[Natural language region descriptions]
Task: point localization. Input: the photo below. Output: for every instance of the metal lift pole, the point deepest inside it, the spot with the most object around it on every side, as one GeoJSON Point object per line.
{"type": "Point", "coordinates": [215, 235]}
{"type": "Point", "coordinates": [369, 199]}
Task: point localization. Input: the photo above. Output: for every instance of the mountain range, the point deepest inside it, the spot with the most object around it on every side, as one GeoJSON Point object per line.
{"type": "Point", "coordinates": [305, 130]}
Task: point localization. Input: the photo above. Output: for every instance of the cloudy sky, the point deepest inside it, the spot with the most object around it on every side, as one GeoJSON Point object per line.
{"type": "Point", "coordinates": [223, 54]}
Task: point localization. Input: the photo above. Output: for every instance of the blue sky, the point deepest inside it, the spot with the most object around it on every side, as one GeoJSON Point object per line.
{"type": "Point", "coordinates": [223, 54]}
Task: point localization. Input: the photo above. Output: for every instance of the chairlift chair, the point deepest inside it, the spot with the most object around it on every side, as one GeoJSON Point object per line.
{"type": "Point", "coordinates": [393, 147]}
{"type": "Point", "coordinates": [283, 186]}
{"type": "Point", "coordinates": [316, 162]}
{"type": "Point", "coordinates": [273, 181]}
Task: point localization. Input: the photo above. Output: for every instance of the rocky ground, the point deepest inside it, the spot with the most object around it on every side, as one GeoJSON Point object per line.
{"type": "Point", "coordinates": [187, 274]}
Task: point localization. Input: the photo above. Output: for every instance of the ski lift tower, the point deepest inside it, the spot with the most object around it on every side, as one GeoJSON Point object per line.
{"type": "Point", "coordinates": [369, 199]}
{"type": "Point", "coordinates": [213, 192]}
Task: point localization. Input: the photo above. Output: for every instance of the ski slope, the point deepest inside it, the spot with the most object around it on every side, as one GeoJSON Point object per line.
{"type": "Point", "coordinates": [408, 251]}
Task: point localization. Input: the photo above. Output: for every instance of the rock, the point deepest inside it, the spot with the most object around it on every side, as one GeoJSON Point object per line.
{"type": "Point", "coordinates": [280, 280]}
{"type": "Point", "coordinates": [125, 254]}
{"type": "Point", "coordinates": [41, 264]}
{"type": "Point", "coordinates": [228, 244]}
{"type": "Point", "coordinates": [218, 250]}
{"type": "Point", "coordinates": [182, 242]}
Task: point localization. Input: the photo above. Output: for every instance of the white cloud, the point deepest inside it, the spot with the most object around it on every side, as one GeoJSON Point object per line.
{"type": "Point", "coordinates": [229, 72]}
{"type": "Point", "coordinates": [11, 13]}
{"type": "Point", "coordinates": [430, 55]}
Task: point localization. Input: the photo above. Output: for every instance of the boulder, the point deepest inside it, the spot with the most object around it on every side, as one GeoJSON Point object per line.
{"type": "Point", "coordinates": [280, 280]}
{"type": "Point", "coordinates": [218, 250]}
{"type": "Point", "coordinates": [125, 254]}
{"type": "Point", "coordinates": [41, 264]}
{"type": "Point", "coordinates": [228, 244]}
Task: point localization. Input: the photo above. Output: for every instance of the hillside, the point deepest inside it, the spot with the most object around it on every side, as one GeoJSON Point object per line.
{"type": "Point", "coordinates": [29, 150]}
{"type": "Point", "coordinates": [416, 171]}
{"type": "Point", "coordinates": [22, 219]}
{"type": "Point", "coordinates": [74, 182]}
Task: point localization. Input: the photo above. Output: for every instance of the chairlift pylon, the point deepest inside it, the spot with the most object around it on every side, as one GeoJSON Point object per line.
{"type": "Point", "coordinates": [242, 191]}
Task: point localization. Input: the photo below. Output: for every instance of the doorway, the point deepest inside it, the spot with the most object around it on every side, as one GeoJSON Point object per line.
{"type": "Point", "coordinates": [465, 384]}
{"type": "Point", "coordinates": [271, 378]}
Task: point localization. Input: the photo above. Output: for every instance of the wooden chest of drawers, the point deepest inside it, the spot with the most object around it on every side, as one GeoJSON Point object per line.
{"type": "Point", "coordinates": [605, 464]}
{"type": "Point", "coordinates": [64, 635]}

* TRY IT:
Each entry in the data should be restated exactly as it was written.

* WRITTEN REPLY:
Task: point localization. Input: the photo below. Output: for every instance of the metal lift pole, the point deepest inside it, the spot with the most object around it on every side, as one GeoJSON Point object per line.
{"type": "Point", "coordinates": [215, 235]}
{"type": "Point", "coordinates": [369, 199]}
Task: point localization. Input: the photo above. Output: for every instance of the mountain range, the point deepest inside it, the spot with the most object around it on every side, as one GeoJSON Point object per line.
{"type": "Point", "coordinates": [305, 130]}
Task: point localization. Input: the photo above. Output: for every instance of the cloudy sky, the point deepest inside it, the spot with the most object around it on every side, as one GeoJSON Point object per line.
{"type": "Point", "coordinates": [223, 54]}
Task: point localization. Input: the photo above. Output: for every instance of the blue sky, the point deepest inside it, the spot with the most object around it on every side, as one GeoJSON Point object per line.
{"type": "Point", "coordinates": [223, 54]}
Task: point localization. Input: the photo above. Output: for every instance of the chairlift chair, the point deepest inside it, the spot with the most object around it on every side, as one GeoJSON Point object per line.
{"type": "Point", "coordinates": [393, 147]}
{"type": "Point", "coordinates": [283, 186]}
{"type": "Point", "coordinates": [316, 162]}
{"type": "Point", "coordinates": [273, 181]}
Task: point localization. Input: the photo above. Output: for every instance of the rocky ground, the point deepest inside it, the spot with the most object around it on every side, as one GeoJSON Point object per line.
{"type": "Point", "coordinates": [187, 274]}
Task: point localization. Input: the photo above. Output: for every instance of the ski lift tower, the point deepest inside it, the spot with the most object around it on every side, as one GeoJSON Point object per line.
{"type": "Point", "coordinates": [369, 199]}
{"type": "Point", "coordinates": [213, 192]}
Task: point localization. Input: the photo above. Output: for every instance of the ski slope, the point deepest inside it, the spot with the most object around it on every side, as one GeoJSON Point object per line.
{"type": "Point", "coordinates": [408, 251]}
Task: point localization. Input: the photo above. Output: for every instance of the rock, the point deepest inside it, the spot with the most object around it on every side, as one GeoJSON Point object per line.
{"type": "Point", "coordinates": [280, 280]}
{"type": "Point", "coordinates": [125, 254]}
{"type": "Point", "coordinates": [41, 264]}
{"type": "Point", "coordinates": [228, 244]}
{"type": "Point", "coordinates": [218, 250]}
{"type": "Point", "coordinates": [182, 242]}
Task: point localization. Input: the photo above. Output: for every instance of the white cloud, the point deepest inside it, the spot with the most object around it on every side, as one GeoJSON Point object per line.
{"type": "Point", "coordinates": [229, 72]}
{"type": "Point", "coordinates": [11, 13]}
{"type": "Point", "coordinates": [430, 55]}
Task: point localization. Input: the photo above. Output: for every instance of the boulder, the point deepest inside it, the spot with the most object around it on every side, as one GeoJSON Point object per line.
{"type": "Point", "coordinates": [280, 280]}
{"type": "Point", "coordinates": [218, 250]}
{"type": "Point", "coordinates": [125, 254]}
{"type": "Point", "coordinates": [41, 264]}
{"type": "Point", "coordinates": [228, 244]}
Task: point localization. Input: the photo above. Output: for every instance of the hillside, the point deepest inside it, the spot with the most object around it on every side, as one GeoJSON Point object per line.
{"type": "Point", "coordinates": [29, 150]}
{"type": "Point", "coordinates": [416, 171]}
{"type": "Point", "coordinates": [22, 219]}
{"type": "Point", "coordinates": [74, 182]}
Task: point localization. Input: the photo above. Output: for every instance of the chairlift pylon, the point deepest inside it, the spot with the most object around it on every side, as one GeoJSON Point object per line.
{"type": "Point", "coordinates": [242, 191]}
Task: point localization. Input: the photo below. Output: for every instance of the doorway, the point deepest inside it, the spot with the most object around it on every side, as one GeoJSON Point object per line.
{"type": "Point", "coordinates": [465, 384]}
{"type": "Point", "coordinates": [271, 378]}
Task: point localization. Input: the photo above. Output: for every instance of the wooden chest of drawers, the point deepest inside it, the spot with the most object around it on every side, as one GeoJSON Point object per line.
{"type": "Point", "coordinates": [605, 464]}
{"type": "Point", "coordinates": [64, 635]}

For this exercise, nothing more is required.